Reading passage>
____________

On Friday, December 2, 2011, the Environmental Protection Agency (“EPA”) released its third attempt at a Maximum Achievable Control Technology (“MACT”) standard for industrial boilers and process heaters under the Clean Air Act. EPA’s latest proposal is a reconsideration of the final rule that was adopted in February and published March 21, 2011, which EPA promised to revise the same day it was released. As with the prior iterations of the rule, the newly-proposed Industrial Boiler MACT includes strict limits on the emission of hazardous air pollutants from boilers, and the revisions EPA has proposed will likely represent a mix of good and bad news for industry.
EPA’s first Industrial Boiler MACT, adopted in 2005, was vacated by the U.S. Circuit Court of Appeals for the D.C. Circuit in 2007, which led to the re-proposal of the rule on June 4, 2010. Amid an outcry from industry claiming the limits set forth in the 2010 proposal were simply unachievable, EPA promised to relax the rule somewhat before releasing it in final form. Because a court-ordered consent decree established a specific deadline for releasing the final rule, EPA asked the court for more time to make the necessary revisions, but the court denied EPA’s request, forcing the agency to sign the final rule in February. Although the agency claimed its final rule was sufficient and defensible as officially published in March, the agency immediately began proceedings to reconsider the rule and issued an administrative stay in May to delay its effectiveness.

____________

Complete the following>
A. Repeat word for word the part of the passage on the EPA boiler rule starting with "EPA’s first Industrial" and going on through "delay its effectiveness.".
B. Write the next part of the passage on the EPA boiler rule, carrying it on from its last sentence.
The records that come next are separate material, unrelated to the passage on the EPA boiler rule.

Entries supplied>
____________

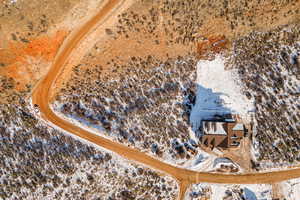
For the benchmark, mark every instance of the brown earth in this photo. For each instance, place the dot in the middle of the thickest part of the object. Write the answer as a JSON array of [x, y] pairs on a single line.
[[41, 97]]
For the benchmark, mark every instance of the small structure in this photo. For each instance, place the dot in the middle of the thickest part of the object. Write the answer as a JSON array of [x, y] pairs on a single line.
[[225, 133]]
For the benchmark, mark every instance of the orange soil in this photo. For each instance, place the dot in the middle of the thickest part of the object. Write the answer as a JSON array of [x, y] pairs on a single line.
[[15, 57], [213, 44]]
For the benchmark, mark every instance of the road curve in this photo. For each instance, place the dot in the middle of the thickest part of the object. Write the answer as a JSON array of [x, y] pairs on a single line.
[[41, 97]]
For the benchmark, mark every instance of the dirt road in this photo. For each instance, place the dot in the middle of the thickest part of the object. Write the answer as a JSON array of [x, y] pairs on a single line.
[[41, 97]]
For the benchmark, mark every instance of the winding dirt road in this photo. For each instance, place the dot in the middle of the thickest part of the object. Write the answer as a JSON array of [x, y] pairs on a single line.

____________

Outputs>
A.
EPA’s first Industrial Boiler MACT, adopted in 2005, was vacated by the U.S. Circuit Court of Appeals for the D.C. Circuit in 2007, which led to the re-proposal of the rule on June 4, 2010. Amid an outcry from industry claiming the limits set forth in the 2010 proposal were simply unachievable, EPA promised to relax the rule somewhat before releasing it in final form. Because a court-ordered consent decree established a specific deadline for releasing the final rule, EPA asked the court for more time to make the necessary revisions, but the court denied EPA’s request, forcing the agency to sign the final rule in February. Although the agency claimed its final rule was sufficient and defensible as officially published in March, the agency immediately began proceedings to reconsider the rule and issued an administrative stay in May to delay its effectiveness.

B.
The proposed “reconsideration rule” released at the end of last week contains a new suite of hazardous air pollutant emission limits that is entirely different from all prior versions of the rule. Still exempt from those numeric emission limits are natural gas units, units with a heat input capacity of less than 10 mmBtu/hr, and “limited use” units that operate less than 876 hours per year, but all other boilers now face a new set of emissions limitations, some that became more stringent, others that became less stringent.
Perhaps the most notable change is the elimination of a numeric emission limit for dioxins/furans. In the preamble to the reconsideration rule proposal, EPA recognized that 55 percent of the dioxin/furan data it has obtained is below detection limits and conceded that almost all of the data is below the limit at which measurements are expected to be reliably accurate. To avoid requiring source owners to demonstrate compliance with an emission limit at a level that cannot be accurately measured with existing technology, EPA chose instead to impose work practice standards to minimize dioxin/furan emissions, which consist of a periodic tune-up to ensure good combustion is achieved and maintained.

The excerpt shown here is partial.